REQUIRED TASK » Give every entry again, unchanged, and leave its images out.

PROVIDED MATERIAL »
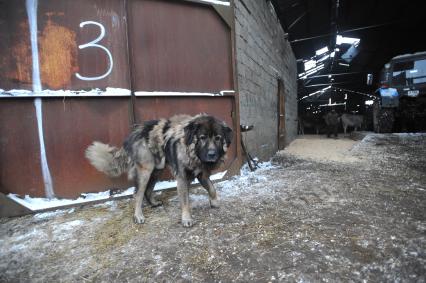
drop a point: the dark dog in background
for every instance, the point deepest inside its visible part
(191, 146)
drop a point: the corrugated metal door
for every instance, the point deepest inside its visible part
(88, 77)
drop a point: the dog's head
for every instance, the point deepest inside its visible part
(210, 136)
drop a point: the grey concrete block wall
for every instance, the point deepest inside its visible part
(263, 56)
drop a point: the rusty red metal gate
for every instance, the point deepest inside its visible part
(152, 59)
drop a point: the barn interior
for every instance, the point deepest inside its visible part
(341, 46)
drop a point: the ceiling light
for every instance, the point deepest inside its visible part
(346, 40)
(321, 51)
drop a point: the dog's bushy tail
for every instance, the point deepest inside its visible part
(110, 160)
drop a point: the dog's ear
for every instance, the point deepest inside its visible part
(190, 132)
(227, 133)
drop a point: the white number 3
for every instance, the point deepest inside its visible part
(93, 44)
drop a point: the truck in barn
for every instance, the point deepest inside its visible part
(401, 103)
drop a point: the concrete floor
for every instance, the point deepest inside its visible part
(358, 214)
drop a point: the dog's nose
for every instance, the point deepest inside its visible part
(211, 153)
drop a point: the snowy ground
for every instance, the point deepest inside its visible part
(357, 213)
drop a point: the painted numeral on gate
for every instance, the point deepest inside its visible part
(93, 43)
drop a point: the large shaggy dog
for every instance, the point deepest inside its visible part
(191, 147)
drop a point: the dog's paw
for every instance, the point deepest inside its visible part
(138, 219)
(214, 203)
(187, 222)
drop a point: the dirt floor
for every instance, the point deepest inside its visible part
(322, 210)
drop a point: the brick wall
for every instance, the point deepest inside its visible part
(263, 56)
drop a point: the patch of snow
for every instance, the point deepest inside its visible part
(37, 204)
(163, 185)
(51, 214)
(174, 93)
(238, 184)
(217, 2)
(109, 91)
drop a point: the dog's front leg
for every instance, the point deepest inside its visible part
(143, 173)
(208, 185)
(183, 192)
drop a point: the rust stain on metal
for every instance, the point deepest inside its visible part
(21, 53)
(58, 53)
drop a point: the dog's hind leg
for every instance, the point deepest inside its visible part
(208, 185)
(183, 192)
(150, 187)
(143, 174)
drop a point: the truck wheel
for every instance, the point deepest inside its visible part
(386, 120)
(383, 119)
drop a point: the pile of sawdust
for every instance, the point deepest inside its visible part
(322, 149)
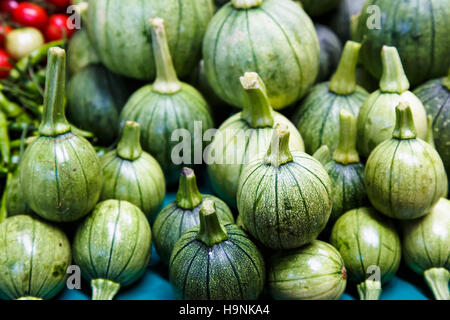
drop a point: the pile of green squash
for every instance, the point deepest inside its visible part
(330, 165)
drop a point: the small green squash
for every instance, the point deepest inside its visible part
(318, 116)
(112, 247)
(284, 198)
(370, 247)
(274, 38)
(216, 262)
(166, 106)
(426, 247)
(376, 119)
(183, 214)
(405, 176)
(34, 257)
(133, 175)
(244, 136)
(313, 272)
(60, 172)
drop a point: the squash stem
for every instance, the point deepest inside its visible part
(343, 81)
(279, 153)
(346, 152)
(211, 231)
(103, 289)
(129, 147)
(257, 110)
(188, 196)
(393, 79)
(369, 290)
(437, 279)
(166, 77)
(54, 120)
(404, 126)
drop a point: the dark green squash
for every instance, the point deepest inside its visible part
(313, 272)
(133, 175)
(34, 257)
(243, 136)
(284, 198)
(370, 247)
(216, 262)
(318, 116)
(60, 172)
(426, 247)
(183, 214)
(405, 176)
(165, 106)
(112, 247)
(418, 29)
(274, 38)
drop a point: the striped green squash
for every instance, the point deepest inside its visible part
(133, 175)
(313, 272)
(183, 214)
(216, 262)
(274, 38)
(284, 198)
(34, 257)
(318, 116)
(370, 247)
(112, 247)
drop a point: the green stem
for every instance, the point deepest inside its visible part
(257, 109)
(393, 79)
(103, 289)
(404, 126)
(279, 153)
(343, 81)
(129, 146)
(211, 231)
(188, 196)
(54, 120)
(346, 152)
(369, 290)
(166, 77)
(437, 279)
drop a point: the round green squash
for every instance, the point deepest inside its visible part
(317, 118)
(376, 119)
(112, 247)
(418, 29)
(133, 175)
(274, 38)
(243, 136)
(183, 214)
(34, 257)
(313, 272)
(426, 247)
(122, 37)
(405, 176)
(60, 174)
(284, 198)
(216, 262)
(166, 107)
(370, 247)
(95, 97)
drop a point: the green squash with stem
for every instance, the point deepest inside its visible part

SOLUTION TO THE EXERCISE »
drop a point: the dark dog in background
for every instance, the point deepest inside its visible part
(191, 146)
drop a point: the corrugated metal door
for every instance, the point deepest inside its visible part
(88, 77)
drop a point: the dog's head
for every instance, the point deepest inside its visible part
(210, 136)
drop a point: the grey concrete block wall
for every instance, the point deepest inside its visible part
(263, 56)
drop a point: the rusty red metal gate
for every instance, the point deepest inside its visible part
(152, 59)
drop a point: the barn interior
for every instance, the point deepest inside its visible part
(341, 46)
drop a point: the ceiling light
for every instance, the point deepest inside its visible part
(346, 40)
(321, 51)
drop a point: the dog's bushy tail
for every instance, the point deepest inside its visible part
(110, 160)
drop a point: the dog's ear
for every instance, the point deepest inside its visible part
(190, 132)
(227, 133)
drop a point: the white number 3
for every instance, the point deepest inside its visible part
(93, 44)
drop a point: the truck in barn
for every instance, the point deepest inside its visible part
(401, 103)
drop a point: the concrete floor
for every instance, the point deepest inside its visible part
(358, 214)
drop a point: the dog's nose
for every instance, the point deepest inside its visible part
(211, 153)
drop a point: the snowy ground
for every instance, the point deepest inside its visible part
(357, 213)
drop a point: the painted numeral on gate
for every instance, the point deepest inside its visible part
(93, 43)
drop a point: the large shaggy dog
for every instance, the point deepest inside its visible part
(191, 147)
drop a point: the dog's paw
for every instance, the point deepest inside its visible part
(138, 219)
(214, 203)
(187, 222)
drop a point: the dirt floor
for every instance, the point deepest inside its visible part
(322, 210)
drop a point: the brick wall
for every instance, the point deepest inside its visible part
(263, 56)
drop a point: the patch of snow
for every instance, the point deepest inside its visible part
(37, 204)
(163, 185)
(51, 214)
(174, 93)
(238, 184)
(217, 2)
(109, 91)
drop a point: the dog's front leg
for every instance, the point deepest inside its visible part
(143, 173)
(208, 185)
(183, 192)
drop a point: the rust stain on metal
for every instance, the point deepest inside its visible part
(21, 53)
(58, 53)
drop a point: the dog's hind leg
for every instance, the point deepest inside its visible part
(208, 185)
(183, 192)
(150, 187)
(143, 174)
drop a point: the truck wheel
for every instance, the point deepest inside its visible part
(386, 120)
(383, 119)
drop a point: the pile of sawdust
for every instance, the point deepest inside its visible part
(322, 149)
drop a point: the pile of green squash
for every instance, the point deepest inside its visible part
(330, 165)
drop a point: the small green squash
for every instance, the point deepest inside its visible part
(318, 116)
(112, 247)
(284, 198)
(370, 247)
(274, 38)
(216, 262)
(166, 106)
(426, 247)
(376, 119)
(183, 214)
(405, 176)
(34, 257)
(133, 175)
(244, 136)
(313, 272)
(60, 172)
drop a point: the squash stem
for every instance, the point deepest inside its visible part
(343, 81)
(279, 153)
(346, 152)
(211, 231)
(103, 289)
(129, 147)
(257, 110)
(188, 196)
(393, 79)
(369, 290)
(437, 279)
(166, 77)
(54, 120)
(404, 126)
drop a point: the dark green squash
for every instance, the point deepest inside its visible part
(313, 272)
(133, 175)
(34, 257)
(243, 136)
(284, 198)
(370, 247)
(216, 262)
(318, 116)
(60, 172)
(426, 247)
(183, 214)
(405, 176)
(165, 106)
(112, 247)
(418, 29)
(274, 38)
drop a point: the striped green squash
for every instance, the point deepest inside its visible part
(133, 175)
(313, 272)
(183, 214)
(216, 262)
(274, 38)
(284, 198)
(34, 257)
(318, 116)
(370, 247)
(112, 247)
drop a point: the green stem
for every instance, the point deepest inside its visible part
(257, 109)
(393, 79)
(103, 289)
(404, 126)
(279, 153)
(343, 81)
(129, 146)
(211, 231)
(188, 196)
(54, 120)
(346, 152)
(369, 290)
(166, 77)
(437, 279)
drop a point: the round green squash
for every instance, the point deepest inside its visible part
(317, 118)
(376, 119)
(112, 247)
(418, 29)
(133, 175)
(274, 38)
(243, 136)
(183, 214)
(34, 257)
(313, 272)
(426, 247)
(122, 37)
(405, 176)
(60, 174)
(284, 198)
(216, 262)
(166, 107)
(370, 247)
(95, 97)
drop a point: the green squash with stem
for every instance, the point deepest inside its visible part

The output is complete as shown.